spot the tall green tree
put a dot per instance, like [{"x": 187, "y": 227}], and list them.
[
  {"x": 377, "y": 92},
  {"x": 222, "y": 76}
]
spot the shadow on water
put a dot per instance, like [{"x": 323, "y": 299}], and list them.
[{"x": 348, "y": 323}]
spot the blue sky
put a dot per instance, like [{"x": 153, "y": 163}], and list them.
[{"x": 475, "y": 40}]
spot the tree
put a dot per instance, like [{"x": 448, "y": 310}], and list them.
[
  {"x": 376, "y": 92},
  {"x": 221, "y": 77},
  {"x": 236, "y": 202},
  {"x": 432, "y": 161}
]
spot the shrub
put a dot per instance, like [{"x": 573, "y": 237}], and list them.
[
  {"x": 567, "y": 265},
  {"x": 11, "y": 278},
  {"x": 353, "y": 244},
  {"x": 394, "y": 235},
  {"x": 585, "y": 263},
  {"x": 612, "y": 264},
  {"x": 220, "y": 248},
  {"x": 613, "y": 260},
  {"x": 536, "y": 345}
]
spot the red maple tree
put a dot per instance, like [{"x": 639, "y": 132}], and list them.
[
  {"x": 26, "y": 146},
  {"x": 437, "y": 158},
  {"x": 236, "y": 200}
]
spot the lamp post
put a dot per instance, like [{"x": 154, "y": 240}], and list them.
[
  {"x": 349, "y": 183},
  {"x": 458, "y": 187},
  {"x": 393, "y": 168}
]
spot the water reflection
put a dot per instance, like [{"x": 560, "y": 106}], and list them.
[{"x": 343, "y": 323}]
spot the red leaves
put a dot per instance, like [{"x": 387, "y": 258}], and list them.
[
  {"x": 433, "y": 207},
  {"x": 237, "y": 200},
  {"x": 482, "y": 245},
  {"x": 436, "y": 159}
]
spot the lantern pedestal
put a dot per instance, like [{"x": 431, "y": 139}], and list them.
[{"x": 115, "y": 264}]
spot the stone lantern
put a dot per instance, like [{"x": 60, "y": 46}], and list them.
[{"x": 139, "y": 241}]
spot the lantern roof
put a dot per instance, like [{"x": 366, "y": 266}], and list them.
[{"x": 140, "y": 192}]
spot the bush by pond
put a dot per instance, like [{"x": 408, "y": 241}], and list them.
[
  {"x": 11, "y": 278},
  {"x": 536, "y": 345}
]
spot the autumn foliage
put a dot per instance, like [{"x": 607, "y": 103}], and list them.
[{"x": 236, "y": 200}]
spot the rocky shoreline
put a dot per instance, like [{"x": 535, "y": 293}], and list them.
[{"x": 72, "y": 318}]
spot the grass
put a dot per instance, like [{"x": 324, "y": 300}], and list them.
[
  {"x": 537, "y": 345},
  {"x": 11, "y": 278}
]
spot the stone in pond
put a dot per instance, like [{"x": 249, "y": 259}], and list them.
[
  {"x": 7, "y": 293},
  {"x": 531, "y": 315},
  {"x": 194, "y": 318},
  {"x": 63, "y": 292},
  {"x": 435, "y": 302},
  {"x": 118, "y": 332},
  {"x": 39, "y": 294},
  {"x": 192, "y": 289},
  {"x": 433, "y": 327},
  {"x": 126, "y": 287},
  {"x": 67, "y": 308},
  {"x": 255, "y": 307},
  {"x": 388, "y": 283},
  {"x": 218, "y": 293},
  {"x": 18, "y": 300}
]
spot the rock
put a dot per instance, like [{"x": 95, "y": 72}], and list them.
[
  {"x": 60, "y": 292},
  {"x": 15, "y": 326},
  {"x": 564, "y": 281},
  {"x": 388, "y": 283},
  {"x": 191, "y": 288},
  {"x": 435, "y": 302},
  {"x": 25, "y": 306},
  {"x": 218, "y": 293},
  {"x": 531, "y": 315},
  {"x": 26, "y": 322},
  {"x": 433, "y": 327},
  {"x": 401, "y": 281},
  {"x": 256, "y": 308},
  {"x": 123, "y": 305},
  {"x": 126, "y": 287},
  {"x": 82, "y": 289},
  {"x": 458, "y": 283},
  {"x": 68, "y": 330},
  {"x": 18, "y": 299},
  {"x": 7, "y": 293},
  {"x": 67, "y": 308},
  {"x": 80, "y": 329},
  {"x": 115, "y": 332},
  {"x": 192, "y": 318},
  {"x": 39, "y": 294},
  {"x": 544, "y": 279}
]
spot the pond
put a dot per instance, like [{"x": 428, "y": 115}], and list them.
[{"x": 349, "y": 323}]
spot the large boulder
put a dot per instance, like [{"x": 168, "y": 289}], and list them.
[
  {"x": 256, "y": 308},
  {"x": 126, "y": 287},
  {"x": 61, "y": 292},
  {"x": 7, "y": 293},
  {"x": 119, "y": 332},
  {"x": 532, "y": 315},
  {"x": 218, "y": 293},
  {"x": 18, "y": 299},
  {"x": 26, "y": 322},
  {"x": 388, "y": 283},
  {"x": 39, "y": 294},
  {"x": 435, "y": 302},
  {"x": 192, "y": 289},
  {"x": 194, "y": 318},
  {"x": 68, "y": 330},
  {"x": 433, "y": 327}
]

◆ ◆ ◆ ◆ ◆ ◆ ◆

#### Task objective:
Write out the listing again from the line holding "spot the large boulder" through the end of the listing, both included, with the requests kept. Add -9 to every x and y coordinate in the answers, and leave the requests and their sample coordinates unchanged.

#### Solved exercise:
spot the large boulder
put a dot per instance, like [{"x": 168, "y": 289}], and list them.
[
  {"x": 247, "y": 299},
  {"x": 117, "y": 278},
  {"x": 52, "y": 283},
  {"x": -2, "y": 284},
  {"x": 110, "y": 323},
  {"x": 523, "y": 306},
  {"x": 209, "y": 284},
  {"x": 9, "y": 290},
  {"x": 17, "y": 313},
  {"x": 379, "y": 274},
  {"x": 30, "y": 285},
  {"x": 426, "y": 293},
  {"x": 183, "y": 280},
  {"x": 185, "y": 309},
  {"x": 59, "y": 321},
  {"x": 424, "y": 318}
]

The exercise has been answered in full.